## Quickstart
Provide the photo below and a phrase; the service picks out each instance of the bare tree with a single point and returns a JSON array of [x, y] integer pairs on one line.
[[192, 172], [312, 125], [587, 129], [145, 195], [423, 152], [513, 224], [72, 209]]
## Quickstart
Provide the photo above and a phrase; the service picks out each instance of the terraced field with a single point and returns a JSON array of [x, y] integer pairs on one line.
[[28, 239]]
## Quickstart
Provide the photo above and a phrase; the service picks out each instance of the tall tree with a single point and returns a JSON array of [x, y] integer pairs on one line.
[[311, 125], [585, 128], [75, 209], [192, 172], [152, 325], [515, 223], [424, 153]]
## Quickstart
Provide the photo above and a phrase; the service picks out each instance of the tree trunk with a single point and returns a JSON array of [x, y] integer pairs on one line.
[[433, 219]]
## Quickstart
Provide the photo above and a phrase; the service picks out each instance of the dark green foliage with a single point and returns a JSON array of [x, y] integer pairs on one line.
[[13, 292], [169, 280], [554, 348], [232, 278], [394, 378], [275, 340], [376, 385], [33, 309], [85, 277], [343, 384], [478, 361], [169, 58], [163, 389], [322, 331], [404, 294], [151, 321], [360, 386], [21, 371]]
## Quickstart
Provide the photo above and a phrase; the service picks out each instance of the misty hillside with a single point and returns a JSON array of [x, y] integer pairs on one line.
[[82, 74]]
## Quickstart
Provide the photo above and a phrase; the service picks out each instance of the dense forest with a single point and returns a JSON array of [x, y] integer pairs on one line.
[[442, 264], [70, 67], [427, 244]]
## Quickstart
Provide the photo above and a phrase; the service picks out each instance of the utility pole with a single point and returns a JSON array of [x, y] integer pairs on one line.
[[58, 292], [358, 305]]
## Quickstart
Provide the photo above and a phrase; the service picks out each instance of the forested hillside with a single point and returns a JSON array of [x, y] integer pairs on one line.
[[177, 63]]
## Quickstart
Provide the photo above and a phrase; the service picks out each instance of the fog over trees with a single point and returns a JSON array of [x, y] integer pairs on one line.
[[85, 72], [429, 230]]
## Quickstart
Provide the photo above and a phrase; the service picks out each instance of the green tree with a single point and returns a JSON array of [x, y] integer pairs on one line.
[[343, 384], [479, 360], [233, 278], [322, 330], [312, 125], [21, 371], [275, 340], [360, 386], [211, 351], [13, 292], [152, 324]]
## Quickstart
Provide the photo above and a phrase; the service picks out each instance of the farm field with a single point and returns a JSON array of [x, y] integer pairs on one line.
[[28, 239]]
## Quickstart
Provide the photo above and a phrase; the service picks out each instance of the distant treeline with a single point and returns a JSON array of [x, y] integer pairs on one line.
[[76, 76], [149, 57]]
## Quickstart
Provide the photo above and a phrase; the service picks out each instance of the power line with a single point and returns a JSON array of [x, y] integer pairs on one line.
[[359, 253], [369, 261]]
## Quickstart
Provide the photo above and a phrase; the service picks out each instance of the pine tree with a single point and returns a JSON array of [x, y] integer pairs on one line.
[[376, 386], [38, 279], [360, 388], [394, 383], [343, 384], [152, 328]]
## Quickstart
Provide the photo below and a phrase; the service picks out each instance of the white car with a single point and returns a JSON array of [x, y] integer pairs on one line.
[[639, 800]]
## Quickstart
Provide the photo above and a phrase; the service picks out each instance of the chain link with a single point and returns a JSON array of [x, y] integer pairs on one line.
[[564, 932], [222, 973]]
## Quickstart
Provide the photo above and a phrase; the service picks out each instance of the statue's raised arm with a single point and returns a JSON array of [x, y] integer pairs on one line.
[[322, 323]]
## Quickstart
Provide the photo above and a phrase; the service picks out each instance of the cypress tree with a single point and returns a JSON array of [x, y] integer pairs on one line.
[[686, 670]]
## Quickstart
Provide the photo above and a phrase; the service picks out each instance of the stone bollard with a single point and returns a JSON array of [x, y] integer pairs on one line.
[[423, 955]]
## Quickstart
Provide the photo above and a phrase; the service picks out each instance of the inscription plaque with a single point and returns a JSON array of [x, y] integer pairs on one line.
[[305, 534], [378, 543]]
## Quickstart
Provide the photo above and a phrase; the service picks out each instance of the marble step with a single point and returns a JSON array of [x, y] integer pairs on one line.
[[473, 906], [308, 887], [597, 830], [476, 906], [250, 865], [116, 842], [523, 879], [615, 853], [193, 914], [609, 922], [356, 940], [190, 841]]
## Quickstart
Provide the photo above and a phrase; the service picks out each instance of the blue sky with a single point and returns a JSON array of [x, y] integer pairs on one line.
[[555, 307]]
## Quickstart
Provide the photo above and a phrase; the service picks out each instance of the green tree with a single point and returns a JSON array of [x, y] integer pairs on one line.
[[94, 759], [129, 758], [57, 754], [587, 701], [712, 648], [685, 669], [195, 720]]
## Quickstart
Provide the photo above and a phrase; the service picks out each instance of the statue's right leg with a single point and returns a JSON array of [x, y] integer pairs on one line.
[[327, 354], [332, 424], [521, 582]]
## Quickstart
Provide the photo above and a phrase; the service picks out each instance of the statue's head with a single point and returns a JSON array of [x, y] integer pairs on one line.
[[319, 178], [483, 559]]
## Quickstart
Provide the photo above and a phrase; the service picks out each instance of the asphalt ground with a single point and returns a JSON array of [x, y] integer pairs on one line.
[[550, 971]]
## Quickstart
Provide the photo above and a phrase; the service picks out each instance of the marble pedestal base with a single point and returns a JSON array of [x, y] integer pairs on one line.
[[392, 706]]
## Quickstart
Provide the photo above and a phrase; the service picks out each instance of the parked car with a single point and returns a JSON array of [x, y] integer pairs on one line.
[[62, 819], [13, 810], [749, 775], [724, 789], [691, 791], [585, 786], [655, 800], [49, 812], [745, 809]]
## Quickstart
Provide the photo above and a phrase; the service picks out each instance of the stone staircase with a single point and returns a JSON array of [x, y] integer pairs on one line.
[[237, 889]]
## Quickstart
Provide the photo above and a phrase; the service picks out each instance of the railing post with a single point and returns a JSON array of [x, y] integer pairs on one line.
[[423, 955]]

═══

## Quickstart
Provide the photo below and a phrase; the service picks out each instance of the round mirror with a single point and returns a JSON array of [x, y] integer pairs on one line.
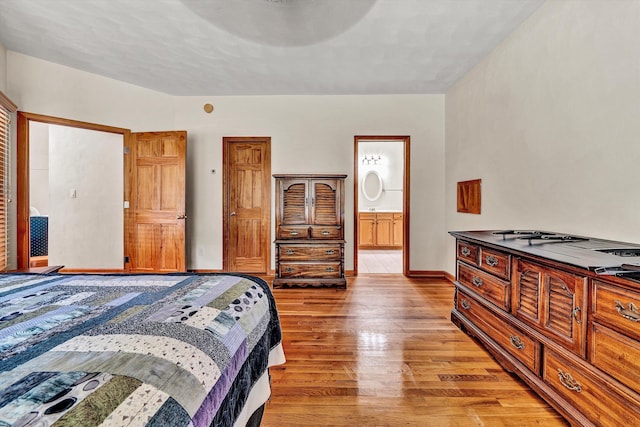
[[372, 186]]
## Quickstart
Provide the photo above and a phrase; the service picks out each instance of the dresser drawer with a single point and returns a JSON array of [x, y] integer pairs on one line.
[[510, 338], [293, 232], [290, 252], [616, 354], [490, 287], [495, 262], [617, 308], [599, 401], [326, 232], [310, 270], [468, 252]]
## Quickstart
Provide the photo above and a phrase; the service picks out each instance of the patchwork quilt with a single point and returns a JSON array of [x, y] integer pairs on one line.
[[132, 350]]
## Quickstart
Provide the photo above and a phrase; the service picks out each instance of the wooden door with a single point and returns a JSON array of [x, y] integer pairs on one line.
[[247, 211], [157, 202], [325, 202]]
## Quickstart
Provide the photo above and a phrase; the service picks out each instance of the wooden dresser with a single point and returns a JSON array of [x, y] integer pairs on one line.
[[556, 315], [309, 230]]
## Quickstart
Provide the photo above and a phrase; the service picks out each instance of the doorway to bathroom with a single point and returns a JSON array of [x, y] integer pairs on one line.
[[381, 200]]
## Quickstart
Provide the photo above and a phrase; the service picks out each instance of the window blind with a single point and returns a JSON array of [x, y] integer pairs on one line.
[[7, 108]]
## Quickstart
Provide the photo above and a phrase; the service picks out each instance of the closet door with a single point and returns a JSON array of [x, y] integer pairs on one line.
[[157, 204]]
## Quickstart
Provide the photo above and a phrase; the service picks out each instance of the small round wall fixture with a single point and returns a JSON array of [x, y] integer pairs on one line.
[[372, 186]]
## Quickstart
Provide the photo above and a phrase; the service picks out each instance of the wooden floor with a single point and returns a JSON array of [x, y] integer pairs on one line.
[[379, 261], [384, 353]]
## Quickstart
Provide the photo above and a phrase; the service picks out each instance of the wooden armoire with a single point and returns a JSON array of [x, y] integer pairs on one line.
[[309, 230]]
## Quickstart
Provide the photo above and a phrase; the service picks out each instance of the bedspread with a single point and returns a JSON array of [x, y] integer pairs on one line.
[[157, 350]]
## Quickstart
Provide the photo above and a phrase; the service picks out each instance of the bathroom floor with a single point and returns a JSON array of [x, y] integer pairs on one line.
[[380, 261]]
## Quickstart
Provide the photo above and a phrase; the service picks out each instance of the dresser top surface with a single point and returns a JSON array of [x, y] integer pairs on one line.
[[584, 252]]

═══

# WHAT YOU ARE ASKED TO DO
Give only the number of lines in the records above that contain the string "marble", counting matches that are case-sensitive.

# RESULT
2